◆ Input records ◆
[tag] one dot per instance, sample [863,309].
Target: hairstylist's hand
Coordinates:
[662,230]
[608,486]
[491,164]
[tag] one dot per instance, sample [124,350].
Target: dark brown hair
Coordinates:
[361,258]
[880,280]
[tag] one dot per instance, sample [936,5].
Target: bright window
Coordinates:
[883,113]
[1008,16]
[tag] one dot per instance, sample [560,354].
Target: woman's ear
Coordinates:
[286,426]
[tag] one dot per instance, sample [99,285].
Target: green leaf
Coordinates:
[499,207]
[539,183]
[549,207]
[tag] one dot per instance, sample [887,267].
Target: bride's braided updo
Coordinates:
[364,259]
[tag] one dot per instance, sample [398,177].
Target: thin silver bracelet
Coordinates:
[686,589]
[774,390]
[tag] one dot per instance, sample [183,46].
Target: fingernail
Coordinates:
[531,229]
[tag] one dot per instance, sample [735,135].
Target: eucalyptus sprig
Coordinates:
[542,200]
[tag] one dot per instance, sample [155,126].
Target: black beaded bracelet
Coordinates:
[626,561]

◆ Exercise instructions ◆
Take the line that contains "Target: bright window" and every line after it in the material above. Set those lines down exactly and nothing more.

◆ Solution below ◆
Target: bright window
Coordinates:
[883,113]
[1008,16]
[tag] one dot per instance, sample [560,354].
Target: woman's ear
Coordinates:
[286,426]
[tag] one dot per instance, sample [99,285].
Target: green leaf
Coordinates:
[499,207]
[539,183]
[549,207]
[tag] one dot per instance, sample [887,267].
Target: bride's braided updo
Coordinates:
[364,259]
[tag] one dot per instance, sample [398,177].
Target: thin silver bracelet
Coordinates:
[686,589]
[774,390]
[tag] one dot per instance, sample [183,46].
Target: fingernail
Coordinates:
[531,229]
[tag] one dot per instance, sample [735,135].
Target: eucalyptus sprig
Coordinates:
[542,200]
[tag] one dot per instance, sample [155,126].
Target: black beaded bracelet
Coordinates:
[626,561]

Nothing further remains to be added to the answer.